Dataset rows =
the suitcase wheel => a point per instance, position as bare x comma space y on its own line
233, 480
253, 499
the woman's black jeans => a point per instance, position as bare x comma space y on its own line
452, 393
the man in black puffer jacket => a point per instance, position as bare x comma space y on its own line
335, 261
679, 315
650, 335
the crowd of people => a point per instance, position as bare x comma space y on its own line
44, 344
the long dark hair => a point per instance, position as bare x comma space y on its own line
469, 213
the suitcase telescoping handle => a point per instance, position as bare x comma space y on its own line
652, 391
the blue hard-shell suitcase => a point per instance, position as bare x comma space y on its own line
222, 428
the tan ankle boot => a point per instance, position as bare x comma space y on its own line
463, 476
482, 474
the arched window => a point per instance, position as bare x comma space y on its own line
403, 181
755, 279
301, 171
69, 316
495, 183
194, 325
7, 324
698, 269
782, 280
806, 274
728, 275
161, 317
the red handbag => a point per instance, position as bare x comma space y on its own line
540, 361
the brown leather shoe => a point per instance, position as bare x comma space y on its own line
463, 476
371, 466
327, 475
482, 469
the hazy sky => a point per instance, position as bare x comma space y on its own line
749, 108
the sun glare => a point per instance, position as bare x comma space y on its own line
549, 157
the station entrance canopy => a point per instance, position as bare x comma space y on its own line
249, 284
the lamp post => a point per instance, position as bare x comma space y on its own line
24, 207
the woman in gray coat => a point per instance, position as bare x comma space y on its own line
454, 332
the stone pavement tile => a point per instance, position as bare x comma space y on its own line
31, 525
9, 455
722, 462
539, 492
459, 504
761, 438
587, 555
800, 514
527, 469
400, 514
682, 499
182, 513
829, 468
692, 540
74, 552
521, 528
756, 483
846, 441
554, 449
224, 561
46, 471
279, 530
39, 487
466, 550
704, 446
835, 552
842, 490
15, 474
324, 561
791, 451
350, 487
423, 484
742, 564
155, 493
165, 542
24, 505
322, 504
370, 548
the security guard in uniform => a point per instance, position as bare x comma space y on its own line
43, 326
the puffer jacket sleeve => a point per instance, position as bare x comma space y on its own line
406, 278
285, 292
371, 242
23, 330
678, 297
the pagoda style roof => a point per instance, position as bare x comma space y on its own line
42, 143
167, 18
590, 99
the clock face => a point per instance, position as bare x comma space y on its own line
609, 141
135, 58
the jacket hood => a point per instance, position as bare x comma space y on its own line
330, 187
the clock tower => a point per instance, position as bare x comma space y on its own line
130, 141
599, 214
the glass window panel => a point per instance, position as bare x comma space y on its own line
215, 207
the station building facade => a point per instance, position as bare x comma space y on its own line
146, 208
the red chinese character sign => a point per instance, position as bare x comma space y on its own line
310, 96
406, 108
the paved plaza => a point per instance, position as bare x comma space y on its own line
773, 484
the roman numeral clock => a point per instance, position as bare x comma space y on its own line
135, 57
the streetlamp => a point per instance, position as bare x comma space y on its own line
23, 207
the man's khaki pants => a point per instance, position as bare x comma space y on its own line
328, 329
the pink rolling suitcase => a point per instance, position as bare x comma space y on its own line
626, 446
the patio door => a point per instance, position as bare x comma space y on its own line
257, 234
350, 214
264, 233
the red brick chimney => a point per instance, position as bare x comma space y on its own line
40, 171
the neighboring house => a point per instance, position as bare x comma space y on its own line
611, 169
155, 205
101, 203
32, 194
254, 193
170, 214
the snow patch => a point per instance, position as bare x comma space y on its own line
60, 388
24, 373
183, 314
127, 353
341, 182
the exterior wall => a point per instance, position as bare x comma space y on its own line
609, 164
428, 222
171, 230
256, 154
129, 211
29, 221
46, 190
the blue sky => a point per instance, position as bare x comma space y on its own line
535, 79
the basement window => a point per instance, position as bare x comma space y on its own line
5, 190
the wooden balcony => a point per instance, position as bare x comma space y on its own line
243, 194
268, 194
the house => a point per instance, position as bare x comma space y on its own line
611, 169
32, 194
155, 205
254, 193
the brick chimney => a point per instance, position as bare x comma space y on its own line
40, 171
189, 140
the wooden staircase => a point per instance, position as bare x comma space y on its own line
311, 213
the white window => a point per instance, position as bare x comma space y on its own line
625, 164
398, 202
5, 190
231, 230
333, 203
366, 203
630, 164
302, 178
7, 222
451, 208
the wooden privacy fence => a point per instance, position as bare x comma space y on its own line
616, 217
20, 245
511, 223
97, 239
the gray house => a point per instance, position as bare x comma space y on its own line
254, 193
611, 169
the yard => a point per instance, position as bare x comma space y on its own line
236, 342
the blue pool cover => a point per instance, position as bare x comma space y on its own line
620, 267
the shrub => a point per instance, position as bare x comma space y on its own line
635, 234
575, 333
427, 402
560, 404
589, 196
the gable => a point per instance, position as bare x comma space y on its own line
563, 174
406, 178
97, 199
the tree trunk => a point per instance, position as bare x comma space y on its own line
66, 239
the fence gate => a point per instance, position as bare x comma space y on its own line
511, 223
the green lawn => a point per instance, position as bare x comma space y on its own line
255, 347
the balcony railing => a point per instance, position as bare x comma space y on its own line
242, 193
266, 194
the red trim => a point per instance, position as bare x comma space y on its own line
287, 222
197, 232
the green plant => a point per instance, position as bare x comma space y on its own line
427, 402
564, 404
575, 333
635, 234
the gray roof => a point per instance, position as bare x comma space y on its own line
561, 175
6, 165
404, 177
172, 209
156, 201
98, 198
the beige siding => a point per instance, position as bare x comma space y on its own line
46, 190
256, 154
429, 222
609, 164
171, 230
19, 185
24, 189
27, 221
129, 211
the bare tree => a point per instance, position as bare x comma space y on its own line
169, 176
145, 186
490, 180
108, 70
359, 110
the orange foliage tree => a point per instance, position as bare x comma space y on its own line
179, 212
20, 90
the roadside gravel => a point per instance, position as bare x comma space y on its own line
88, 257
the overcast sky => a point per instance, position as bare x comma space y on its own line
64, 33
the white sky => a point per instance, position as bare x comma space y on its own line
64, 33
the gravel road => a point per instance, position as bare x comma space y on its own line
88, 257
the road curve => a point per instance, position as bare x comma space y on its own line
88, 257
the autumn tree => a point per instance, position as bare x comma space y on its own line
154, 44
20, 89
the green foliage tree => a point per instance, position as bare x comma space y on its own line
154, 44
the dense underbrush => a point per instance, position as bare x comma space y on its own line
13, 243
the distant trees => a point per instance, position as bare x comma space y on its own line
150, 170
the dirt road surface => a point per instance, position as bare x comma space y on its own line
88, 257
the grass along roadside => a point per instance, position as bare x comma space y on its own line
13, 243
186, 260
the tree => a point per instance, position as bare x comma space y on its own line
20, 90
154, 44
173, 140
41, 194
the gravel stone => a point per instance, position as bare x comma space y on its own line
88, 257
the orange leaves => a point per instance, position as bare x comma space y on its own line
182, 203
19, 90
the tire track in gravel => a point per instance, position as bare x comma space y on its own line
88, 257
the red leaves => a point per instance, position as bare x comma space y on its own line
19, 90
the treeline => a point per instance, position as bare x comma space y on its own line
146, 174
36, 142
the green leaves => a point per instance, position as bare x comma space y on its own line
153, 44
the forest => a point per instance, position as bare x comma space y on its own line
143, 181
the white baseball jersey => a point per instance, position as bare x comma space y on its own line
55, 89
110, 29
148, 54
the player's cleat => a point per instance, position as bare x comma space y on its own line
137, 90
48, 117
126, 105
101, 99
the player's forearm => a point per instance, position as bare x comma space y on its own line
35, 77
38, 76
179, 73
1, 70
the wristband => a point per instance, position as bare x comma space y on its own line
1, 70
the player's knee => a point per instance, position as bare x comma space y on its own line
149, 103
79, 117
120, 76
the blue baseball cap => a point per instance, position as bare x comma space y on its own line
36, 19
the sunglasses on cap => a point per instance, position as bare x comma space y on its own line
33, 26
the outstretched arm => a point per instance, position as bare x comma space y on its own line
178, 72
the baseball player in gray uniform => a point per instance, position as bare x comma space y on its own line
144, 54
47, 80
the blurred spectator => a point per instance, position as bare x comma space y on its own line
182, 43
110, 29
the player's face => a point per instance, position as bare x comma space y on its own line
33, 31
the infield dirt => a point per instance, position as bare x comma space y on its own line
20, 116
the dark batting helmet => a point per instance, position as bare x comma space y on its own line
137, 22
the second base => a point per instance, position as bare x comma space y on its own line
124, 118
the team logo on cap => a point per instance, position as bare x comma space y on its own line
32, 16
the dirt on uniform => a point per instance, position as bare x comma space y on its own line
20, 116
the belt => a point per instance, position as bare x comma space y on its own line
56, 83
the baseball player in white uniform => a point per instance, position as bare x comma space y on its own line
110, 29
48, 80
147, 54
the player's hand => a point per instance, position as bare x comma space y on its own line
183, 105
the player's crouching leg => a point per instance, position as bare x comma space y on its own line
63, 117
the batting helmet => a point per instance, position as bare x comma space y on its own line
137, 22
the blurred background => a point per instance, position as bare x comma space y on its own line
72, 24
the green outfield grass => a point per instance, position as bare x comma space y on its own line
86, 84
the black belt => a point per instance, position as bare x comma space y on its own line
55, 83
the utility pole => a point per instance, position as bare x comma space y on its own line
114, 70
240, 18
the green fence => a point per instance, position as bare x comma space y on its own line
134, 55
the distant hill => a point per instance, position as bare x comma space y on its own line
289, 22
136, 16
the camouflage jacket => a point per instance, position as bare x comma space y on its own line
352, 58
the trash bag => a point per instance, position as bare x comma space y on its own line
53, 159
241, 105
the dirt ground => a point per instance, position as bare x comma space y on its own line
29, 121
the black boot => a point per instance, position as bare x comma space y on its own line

Exercise task =
Write out the records again from the line containing "the trash bag" through the end, keeping the requests, and shift every x and y coordinate in the answer points up by 97.

Final answer =
the trash bag => a point per instance, position as bare x comma space y on its own line
150, 256
338, 202
the dirt ground => a point per instance, position as bare x comma space y on its own line
126, 218
the black boot => a point per instance, position as bare x comma space y on its own line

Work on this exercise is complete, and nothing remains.